• [BRIEF A]
In the article on global well-being, quote the text starting with "Many projects and" and going on through "Improve Global Well-Being.".
• [BRIEF B]
List every university and company named in the article on global well-being.

• [DOCUMENT EXCERPT]
_ _ _ _ _ _ _

The fight to boost global well-being

Many projects and products are helping to improve the lives of people in the world’s most vulnerable nations. Several of them were discussed at Responsible Innovation to Improve Global Well-Being.

The seminar was held in the Sports & Culture building on November 11, 2016 and it honoured the doctoral defence of Industrial Design Engineering student Annemarie Mink. Her thesis analysed the complications that designers face while they adapt their products for users in regions impacted by limited resources or other complications. The seminar featured members of her defence committee, each of whom addressed the ambitious efforts of innovators, medical personnel and others.

Among them was Dr. Mugendi M’Rithaa from South Africa’s Cape Peninsula University of Technology who led a presentation titled ‘Socially Responsible Design in Africa.’ He discussed several obstacles that are hindering progress across the continent. Everything from tedious bureaucratic procedures to global climate change can slow down designers.

Despite these roadblocks, Dr. M’Rithaa said that many innovative businesses have emerged across Africa in recent years. One example is Enda Athletic, a company in Kenya that’s celebrating the nation’s history of sporting while it develops world-class running shoes. A device that can charge electronics after being connected to a bicycle is just one of the products being developed by IDESO, a specialist design consultancy based in South Africa. Throughout his presentation, Dr. M’Rithaa used several classical African proverbs to further emphasise his points.

“A razor is sharp,” he said while discussing the need for many nations to improve how they use their economic resources. “But it can’t cut a tree like an ax.”

Dr. Ria Reis from the University of Amsterdam also led ‘Context, Culture, Health and Well-Being’, a presentation that covered the problems medical professionals face in some parts of Africa. Regional politics, cultural differences and religious beliefs often interfere with efforts to treat patients or create new medical devices.

“For example, let’s say that you want to design a child-friendly asthma inhaler,” she said. “You’ll conduct research with children and their parents. When you speak with the parents, you have to conclude if you’re talking to an individual or someone who is being heavily influenced by the groups around them.”

_ _ _ _ _ _ _

• [RECORDS SUPPLIED]
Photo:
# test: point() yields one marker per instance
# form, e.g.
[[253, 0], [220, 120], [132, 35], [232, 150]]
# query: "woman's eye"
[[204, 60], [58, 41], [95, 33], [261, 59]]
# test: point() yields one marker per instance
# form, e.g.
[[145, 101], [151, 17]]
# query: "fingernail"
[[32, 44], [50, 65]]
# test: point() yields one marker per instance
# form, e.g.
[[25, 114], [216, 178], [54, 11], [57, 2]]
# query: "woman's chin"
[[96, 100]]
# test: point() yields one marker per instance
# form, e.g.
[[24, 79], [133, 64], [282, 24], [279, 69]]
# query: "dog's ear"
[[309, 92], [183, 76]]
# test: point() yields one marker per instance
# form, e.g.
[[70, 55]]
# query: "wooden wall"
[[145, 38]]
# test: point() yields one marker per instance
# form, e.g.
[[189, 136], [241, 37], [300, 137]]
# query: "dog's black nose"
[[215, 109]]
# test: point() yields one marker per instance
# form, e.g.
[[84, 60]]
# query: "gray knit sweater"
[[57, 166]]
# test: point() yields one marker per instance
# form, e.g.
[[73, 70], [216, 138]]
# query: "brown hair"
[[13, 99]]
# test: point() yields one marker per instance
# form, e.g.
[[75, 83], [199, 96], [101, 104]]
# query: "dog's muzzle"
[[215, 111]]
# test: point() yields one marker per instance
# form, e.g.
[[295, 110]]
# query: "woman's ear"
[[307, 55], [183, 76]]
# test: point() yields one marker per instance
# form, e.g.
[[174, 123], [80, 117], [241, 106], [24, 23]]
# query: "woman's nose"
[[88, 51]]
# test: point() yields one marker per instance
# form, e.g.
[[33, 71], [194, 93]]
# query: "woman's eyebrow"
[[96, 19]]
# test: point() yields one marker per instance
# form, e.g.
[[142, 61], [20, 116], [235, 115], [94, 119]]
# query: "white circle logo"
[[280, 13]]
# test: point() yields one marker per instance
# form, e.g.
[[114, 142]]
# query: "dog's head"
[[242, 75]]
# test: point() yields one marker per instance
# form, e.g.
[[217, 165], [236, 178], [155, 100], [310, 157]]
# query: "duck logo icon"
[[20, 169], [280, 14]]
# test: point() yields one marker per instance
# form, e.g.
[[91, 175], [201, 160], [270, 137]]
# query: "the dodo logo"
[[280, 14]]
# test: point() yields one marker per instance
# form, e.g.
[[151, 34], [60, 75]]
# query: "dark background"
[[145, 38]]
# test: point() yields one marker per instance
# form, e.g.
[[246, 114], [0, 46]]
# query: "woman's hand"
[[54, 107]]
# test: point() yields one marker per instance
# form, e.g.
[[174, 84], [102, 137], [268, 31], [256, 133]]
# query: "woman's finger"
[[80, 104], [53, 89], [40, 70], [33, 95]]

_ _ _ _ _ _ _

• [WRITTEN RESPONSE A]
Many projects and products are helping to improve the lives of people in the world’s most vulnerable nations. Several of them were discussed at Responsible Innovation to Improve Global Well-Being.

• [WRITTEN RESPONSE B]
- Cape Peninsula University of Technology
- Enda Athletic
- IDESO
- University of Amsterdam